__Problem statement__:
How many lines of the records below contain the word "black"? Case counts, and the reply should be the number alone.

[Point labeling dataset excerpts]
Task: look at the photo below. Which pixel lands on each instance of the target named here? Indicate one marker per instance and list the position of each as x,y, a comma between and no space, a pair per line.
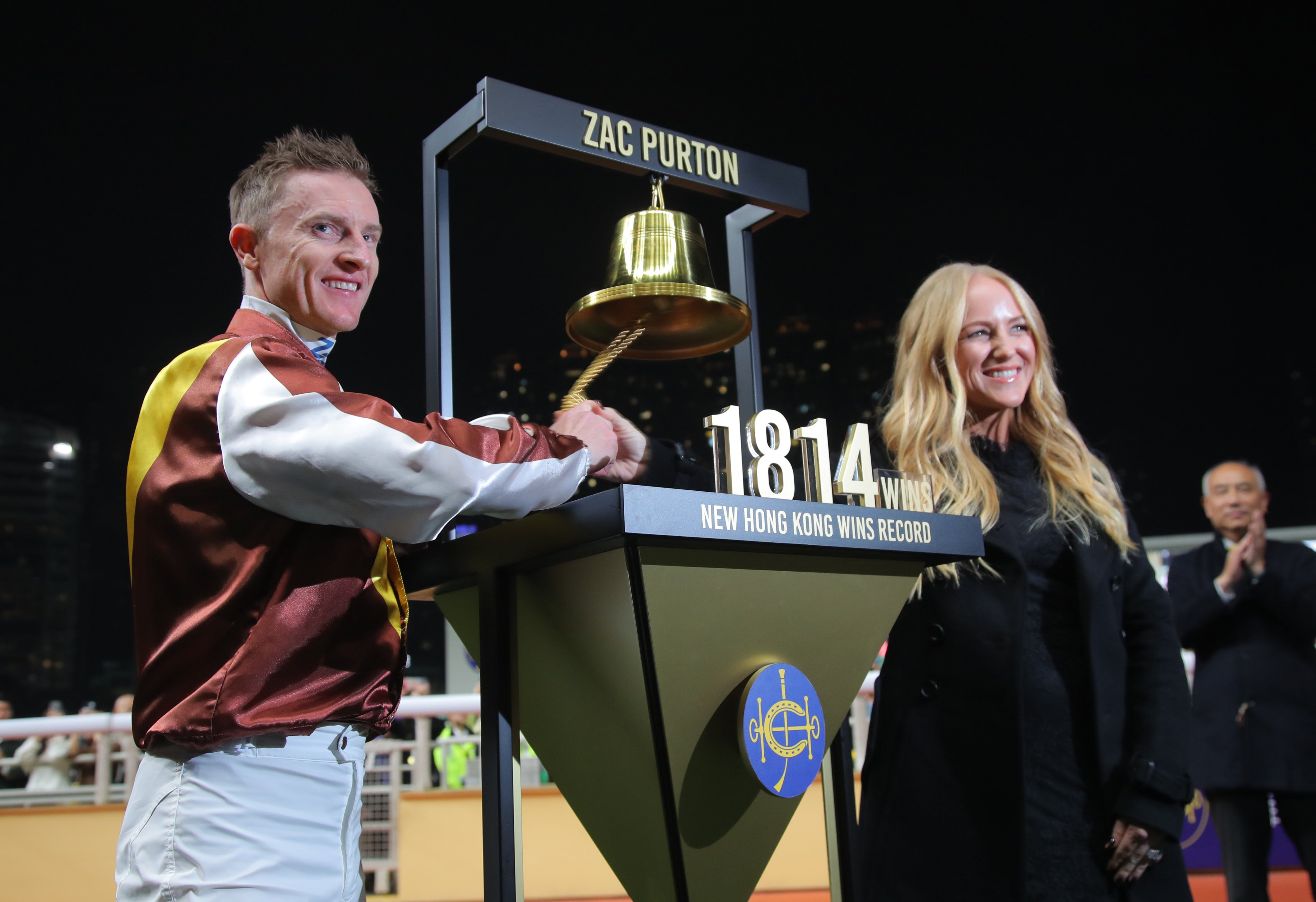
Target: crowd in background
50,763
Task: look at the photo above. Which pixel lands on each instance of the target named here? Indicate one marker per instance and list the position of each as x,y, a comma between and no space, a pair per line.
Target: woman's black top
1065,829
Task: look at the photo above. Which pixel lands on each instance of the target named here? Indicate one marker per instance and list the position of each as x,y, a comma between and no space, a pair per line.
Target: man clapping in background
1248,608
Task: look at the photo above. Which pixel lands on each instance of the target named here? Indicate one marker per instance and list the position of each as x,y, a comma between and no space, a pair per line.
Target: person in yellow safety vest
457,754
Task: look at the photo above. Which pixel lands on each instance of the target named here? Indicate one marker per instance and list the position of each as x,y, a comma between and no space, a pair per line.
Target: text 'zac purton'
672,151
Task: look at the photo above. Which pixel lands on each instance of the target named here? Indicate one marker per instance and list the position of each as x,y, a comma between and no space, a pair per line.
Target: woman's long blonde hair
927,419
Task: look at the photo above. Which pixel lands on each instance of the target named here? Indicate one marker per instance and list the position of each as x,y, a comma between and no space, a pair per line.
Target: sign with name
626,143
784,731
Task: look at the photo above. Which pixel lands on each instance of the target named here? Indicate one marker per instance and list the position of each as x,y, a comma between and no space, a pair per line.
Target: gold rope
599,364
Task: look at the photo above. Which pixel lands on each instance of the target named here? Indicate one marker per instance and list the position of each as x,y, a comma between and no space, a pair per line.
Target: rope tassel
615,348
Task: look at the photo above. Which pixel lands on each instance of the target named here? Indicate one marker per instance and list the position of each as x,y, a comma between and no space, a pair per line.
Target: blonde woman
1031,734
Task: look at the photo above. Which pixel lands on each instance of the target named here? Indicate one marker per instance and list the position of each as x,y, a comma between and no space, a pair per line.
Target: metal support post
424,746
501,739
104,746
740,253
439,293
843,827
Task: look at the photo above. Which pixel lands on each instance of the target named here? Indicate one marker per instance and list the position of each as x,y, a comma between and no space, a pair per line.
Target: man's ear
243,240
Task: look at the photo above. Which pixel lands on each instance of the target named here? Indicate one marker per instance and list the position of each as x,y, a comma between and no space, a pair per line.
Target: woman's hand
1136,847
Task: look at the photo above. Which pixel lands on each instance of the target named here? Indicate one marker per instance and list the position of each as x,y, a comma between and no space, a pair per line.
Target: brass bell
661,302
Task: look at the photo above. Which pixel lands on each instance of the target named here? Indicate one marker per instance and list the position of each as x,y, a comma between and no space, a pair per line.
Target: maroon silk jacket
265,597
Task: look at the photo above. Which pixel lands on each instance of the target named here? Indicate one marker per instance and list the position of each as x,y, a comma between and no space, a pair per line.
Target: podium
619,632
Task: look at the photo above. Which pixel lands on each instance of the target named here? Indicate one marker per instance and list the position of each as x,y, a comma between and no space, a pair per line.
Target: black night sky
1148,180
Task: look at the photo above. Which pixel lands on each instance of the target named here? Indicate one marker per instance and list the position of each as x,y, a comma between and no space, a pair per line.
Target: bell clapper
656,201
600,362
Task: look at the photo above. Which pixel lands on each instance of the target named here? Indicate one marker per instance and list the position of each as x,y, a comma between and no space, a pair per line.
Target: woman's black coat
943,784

__Exercise solution__:
3